* WHAT TO DO *
According to the passage about beds, where and in what era does the raised bed seem to have originated?

* GIVEN PASSAGE *
:::

Monday, January 12, 2009

A Bed

In Western consumer culture, one is supposed to sleep on a "bed", which consists of a raised frame, box spring, headboard, mattress, mattress cover, bed skirt, top and bottom sheets, pillows, pillow covers, pillowcases, blankets and a bedspread (or a comforter)—all of them stylish and color-coordinated. The bed has to be "made" every day to keep all this complicated equipment in order. The bed and all of its accouterments are expensive, require a huge amount of dedicated floor space and absorb significant time and money for maintenance.

That's not how most of the world sleeps however. At night humans can be found sleeping in all kinds of set-ups, from hammocks to straw mats to shelves of ice covered with fur. For safe and comfortable sleeping—this is, getting the job done—the traditional Western bed is wasteful and unnecessary.

You DO NEED to sleep comfortably every night. Sleep seems to be essential for your health, sanity and daytime creativity. However, the exact physical circumstances of that sleep are open to negotiation.

The things you DO NEED for sleep are simple. You need: (1) safety, (2) warmth, (3) protection from wind and wet, (4) protection from insects, (5) some minimal padding beneath you, (6) the ability to raise your legs to the same level as your head, (7) relative quiet, (8) relative darkness, (9) relative isolation (so your sleep isn't interrupted), (10) the opportunity to shift position several times a night, and (11) the opportunity to sleep at about the same time every day. Some people might also add: (12) relative privacy and (13) the opportunity to pee in the middle of the night.

None of these require a traditional raised bed. If you have ever gone camping, you know that a sleeping bag and air mattress can provide the same sleeping satisfaction as anything Martha Stewart dreams up. Sleep consists primarily of a long period of unconsciousness where the body doesn't care where it is lying as long as it meets the essential criteria.

The raised bed seems to be a European creation of the medieval era. One can imagine sleeping in an unheated house in dreary England where you wanted to gather as much bedding around you as possible and also wanted to be away from the chilly, damp and vermin-infested floor. The permanent raised bed may have been the logical sleeping device for olden times but not necessarily for today.

Consider the humble sleeping bag and air mattress. They can be stored in a very small space when not in use and don't take over a whole room. You use the mass-produced sleeping bag until it stinks, then you throw it away and buy another.

Even if space or expense aren't an issue, there is merit in just being simple about things. When you want to sleep, you ought to be able to get to it quickly with minimal preparation, and when you wake up, you want to start doing things right away without having to waste much time on maintenance. Instead of following the herd, you need to listen to your own needs, respect your own resources and sleep wherever it really works for you. The important thing is the quality of the sleep itself, not where it happens.

:::

* RECORD EXCERPTS *
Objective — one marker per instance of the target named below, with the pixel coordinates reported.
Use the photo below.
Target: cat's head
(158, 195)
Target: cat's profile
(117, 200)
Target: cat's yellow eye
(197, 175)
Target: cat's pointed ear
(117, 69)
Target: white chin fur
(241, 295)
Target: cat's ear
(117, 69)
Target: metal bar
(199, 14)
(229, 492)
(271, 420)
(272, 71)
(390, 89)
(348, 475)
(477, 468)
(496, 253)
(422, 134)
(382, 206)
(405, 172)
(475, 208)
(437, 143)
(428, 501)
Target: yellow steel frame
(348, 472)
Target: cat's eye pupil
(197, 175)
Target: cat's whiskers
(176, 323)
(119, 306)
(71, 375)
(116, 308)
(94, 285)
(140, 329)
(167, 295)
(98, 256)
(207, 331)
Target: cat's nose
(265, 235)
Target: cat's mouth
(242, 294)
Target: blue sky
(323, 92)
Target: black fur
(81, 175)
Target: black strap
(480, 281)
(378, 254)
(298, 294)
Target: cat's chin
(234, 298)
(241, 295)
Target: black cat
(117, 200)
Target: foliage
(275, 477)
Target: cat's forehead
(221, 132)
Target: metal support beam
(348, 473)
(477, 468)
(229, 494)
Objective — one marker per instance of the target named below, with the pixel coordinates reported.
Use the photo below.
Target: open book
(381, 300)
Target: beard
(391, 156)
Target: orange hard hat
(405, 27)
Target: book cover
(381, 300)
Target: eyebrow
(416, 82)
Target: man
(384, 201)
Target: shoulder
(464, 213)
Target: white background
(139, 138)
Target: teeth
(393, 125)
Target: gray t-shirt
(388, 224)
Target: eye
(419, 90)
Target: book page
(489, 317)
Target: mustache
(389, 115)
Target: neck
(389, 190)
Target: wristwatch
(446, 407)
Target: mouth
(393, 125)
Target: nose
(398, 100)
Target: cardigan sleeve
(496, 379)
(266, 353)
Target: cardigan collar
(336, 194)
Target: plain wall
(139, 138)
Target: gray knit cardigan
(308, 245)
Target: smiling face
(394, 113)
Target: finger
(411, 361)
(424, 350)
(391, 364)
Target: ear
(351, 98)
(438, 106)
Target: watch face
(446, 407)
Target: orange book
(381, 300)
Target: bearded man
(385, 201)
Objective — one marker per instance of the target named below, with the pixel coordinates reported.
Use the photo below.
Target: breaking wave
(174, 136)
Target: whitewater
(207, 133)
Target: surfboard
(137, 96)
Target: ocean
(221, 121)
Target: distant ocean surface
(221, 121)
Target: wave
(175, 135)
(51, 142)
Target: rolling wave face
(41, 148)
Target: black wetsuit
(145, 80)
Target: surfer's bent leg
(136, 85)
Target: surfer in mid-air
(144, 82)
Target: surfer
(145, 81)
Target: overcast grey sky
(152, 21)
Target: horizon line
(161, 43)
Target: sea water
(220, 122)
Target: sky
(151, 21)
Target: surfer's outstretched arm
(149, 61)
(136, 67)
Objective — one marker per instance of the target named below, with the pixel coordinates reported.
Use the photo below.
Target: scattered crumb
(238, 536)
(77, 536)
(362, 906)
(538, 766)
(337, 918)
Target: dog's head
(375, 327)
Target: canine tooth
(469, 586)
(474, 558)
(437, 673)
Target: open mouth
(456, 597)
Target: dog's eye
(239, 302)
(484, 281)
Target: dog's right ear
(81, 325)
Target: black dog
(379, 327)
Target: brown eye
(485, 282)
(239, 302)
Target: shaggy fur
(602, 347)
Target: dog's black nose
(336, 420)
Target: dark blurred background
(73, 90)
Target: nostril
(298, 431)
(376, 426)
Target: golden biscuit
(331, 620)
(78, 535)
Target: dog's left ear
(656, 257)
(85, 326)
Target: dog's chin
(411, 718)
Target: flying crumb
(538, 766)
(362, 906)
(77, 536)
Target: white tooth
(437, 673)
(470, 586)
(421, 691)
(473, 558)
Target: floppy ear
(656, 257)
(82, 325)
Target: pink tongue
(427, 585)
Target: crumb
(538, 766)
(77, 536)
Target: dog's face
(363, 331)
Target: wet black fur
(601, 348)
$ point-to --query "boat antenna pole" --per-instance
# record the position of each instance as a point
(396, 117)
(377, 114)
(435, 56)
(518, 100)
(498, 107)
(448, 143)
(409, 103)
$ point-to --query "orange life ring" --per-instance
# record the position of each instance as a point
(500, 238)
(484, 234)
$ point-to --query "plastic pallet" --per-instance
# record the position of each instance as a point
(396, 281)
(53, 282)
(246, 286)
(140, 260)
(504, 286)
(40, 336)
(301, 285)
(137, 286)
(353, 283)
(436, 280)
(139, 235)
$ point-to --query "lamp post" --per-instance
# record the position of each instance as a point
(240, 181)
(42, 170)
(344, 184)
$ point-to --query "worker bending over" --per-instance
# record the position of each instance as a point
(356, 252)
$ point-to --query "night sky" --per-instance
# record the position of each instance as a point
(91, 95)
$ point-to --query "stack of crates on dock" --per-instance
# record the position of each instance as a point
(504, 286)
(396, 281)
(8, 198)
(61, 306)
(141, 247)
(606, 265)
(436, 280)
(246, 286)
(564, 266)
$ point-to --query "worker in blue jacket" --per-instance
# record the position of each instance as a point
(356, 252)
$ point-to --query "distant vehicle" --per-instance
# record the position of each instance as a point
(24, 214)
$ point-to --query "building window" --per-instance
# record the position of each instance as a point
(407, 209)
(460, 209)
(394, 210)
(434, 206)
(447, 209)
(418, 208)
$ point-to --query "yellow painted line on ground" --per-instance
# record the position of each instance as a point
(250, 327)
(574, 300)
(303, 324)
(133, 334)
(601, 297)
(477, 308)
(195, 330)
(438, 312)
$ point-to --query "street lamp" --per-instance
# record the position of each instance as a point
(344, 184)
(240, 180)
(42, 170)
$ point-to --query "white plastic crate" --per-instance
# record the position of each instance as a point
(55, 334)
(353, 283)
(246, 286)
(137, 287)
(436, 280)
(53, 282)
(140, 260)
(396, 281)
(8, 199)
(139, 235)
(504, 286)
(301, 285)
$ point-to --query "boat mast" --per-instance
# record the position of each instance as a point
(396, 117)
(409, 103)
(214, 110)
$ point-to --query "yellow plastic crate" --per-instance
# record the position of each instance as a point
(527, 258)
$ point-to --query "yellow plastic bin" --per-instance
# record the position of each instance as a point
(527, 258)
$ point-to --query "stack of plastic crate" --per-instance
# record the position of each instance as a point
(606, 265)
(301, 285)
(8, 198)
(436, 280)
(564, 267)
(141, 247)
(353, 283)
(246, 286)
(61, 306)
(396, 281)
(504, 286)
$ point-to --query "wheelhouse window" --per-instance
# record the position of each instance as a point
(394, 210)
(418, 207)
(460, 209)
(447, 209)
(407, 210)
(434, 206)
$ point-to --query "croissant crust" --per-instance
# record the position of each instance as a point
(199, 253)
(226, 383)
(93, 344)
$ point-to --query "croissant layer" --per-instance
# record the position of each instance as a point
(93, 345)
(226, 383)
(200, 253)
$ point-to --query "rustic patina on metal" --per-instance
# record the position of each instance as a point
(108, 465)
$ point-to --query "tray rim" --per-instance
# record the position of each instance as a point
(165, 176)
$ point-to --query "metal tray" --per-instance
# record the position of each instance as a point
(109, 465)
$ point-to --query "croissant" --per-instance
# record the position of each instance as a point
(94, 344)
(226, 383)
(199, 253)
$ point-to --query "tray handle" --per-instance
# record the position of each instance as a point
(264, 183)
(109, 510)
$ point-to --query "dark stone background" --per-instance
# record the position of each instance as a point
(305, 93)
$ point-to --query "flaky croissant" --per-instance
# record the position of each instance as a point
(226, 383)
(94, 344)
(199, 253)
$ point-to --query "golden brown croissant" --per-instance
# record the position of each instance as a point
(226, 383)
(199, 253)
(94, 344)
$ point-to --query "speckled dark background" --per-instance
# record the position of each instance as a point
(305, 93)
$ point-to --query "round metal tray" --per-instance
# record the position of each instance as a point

:::

* EXERCISE RESULT *
It seems to be a European creation of the medieval era.